BEGIN Extracted records
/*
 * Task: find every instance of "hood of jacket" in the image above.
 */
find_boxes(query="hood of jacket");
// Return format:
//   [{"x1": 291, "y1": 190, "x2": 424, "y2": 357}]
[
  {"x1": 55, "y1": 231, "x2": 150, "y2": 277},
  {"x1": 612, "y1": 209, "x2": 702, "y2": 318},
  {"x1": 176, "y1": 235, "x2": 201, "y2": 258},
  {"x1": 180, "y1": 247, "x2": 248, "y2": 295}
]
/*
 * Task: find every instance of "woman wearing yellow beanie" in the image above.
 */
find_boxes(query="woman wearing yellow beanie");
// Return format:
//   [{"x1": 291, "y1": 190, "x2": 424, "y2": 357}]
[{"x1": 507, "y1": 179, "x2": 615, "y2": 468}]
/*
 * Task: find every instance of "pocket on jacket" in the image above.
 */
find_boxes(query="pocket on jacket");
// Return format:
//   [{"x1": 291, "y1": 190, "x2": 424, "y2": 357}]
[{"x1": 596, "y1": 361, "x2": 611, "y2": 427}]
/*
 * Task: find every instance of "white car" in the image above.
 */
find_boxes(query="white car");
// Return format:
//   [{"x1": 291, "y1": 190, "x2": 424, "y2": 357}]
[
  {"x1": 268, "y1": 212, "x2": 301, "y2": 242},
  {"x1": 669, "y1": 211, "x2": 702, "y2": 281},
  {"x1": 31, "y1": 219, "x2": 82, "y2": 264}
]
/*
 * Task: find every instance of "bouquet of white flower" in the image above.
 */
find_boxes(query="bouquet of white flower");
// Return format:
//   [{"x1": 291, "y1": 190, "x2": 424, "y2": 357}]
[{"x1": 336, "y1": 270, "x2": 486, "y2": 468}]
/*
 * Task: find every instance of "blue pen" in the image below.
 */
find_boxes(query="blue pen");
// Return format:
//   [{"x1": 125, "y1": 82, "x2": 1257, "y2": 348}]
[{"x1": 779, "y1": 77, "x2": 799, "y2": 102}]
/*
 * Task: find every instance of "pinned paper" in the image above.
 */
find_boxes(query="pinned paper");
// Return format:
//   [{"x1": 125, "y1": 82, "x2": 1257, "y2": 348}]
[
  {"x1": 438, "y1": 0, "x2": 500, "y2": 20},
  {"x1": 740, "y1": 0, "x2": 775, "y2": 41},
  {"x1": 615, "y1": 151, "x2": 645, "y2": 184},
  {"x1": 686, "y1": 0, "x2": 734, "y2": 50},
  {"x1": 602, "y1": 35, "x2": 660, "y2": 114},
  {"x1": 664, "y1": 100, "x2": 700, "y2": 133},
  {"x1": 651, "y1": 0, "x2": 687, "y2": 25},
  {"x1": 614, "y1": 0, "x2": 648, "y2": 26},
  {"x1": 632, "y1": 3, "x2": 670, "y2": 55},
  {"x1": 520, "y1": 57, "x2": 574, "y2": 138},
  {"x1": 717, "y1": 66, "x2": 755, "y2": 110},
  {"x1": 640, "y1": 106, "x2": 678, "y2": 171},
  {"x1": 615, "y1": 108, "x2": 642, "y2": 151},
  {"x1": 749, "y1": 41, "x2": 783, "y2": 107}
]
END Extracted records
▶ Action item: Exactly reproduce all of the entries above.

▶ Reply to the exercise:
/*
 * Task: find every instance of "hood of jacket" in the image above.
 */
find_boxes(query="hood of jacket");
// Return format:
//   [{"x1": 291, "y1": 190, "x2": 424, "y2": 357}]
[
  {"x1": 55, "y1": 231, "x2": 150, "y2": 277},
  {"x1": 612, "y1": 209, "x2": 702, "y2": 318},
  {"x1": 176, "y1": 235, "x2": 201, "y2": 258},
  {"x1": 180, "y1": 247, "x2": 248, "y2": 295}
]
/*
 * Task: find every instance of "woman wearing yellow beanie" in the image above.
 */
find_boxes(query="woman wearing yellow beanie");
// Return format:
//   [{"x1": 291, "y1": 190, "x2": 424, "y2": 357}]
[{"x1": 507, "y1": 179, "x2": 615, "y2": 468}]
/*
 * Task: find every instance of "pocket on jacket" in the image above.
 */
find_boxes(query="pocket on jacket");
// Return format:
//   [{"x1": 291, "y1": 190, "x2": 424, "y2": 357}]
[{"x1": 596, "y1": 361, "x2": 611, "y2": 427}]
/*
 * Task: find every instance of "white car" in the image above.
 */
find_boxes(query="white car");
// Return format:
//   [{"x1": 291, "y1": 190, "x2": 424, "y2": 357}]
[
  {"x1": 268, "y1": 212, "x2": 301, "y2": 242},
  {"x1": 669, "y1": 211, "x2": 702, "y2": 281},
  {"x1": 31, "y1": 219, "x2": 82, "y2": 264}
]
/*
 * Task: find every instance of "bouquet of white flower" in the image above.
 */
find_boxes(query="bouquet of white flower");
// Return format:
//   [{"x1": 291, "y1": 190, "x2": 424, "y2": 357}]
[{"x1": 336, "y1": 270, "x2": 486, "y2": 468}]
/*
 * Task: find every instance of "blue pen" in the image below.
 */
find_boxes(query="blue pen");
// Return format:
//   [{"x1": 125, "y1": 82, "x2": 1257, "y2": 348}]
[{"x1": 779, "y1": 77, "x2": 799, "y2": 102}]
/*
 * Task: find every instance of "pinned paper" in the image above.
 */
find_boxes(query="pinned paper");
// Return format:
//   [{"x1": 125, "y1": 82, "x2": 1257, "y2": 348}]
[
  {"x1": 438, "y1": 0, "x2": 500, "y2": 20},
  {"x1": 740, "y1": 0, "x2": 775, "y2": 41},
  {"x1": 615, "y1": 151, "x2": 645, "y2": 184},
  {"x1": 686, "y1": 0, "x2": 734, "y2": 50},
  {"x1": 602, "y1": 35, "x2": 660, "y2": 114},
  {"x1": 664, "y1": 100, "x2": 700, "y2": 133},
  {"x1": 651, "y1": 0, "x2": 687, "y2": 25},
  {"x1": 614, "y1": 0, "x2": 648, "y2": 26},
  {"x1": 632, "y1": 3, "x2": 670, "y2": 55},
  {"x1": 520, "y1": 57, "x2": 574, "y2": 138},
  {"x1": 717, "y1": 66, "x2": 755, "y2": 110},
  {"x1": 640, "y1": 106, "x2": 678, "y2": 171},
  {"x1": 615, "y1": 108, "x2": 642, "y2": 151},
  {"x1": 749, "y1": 41, "x2": 783, "y2": 107}
]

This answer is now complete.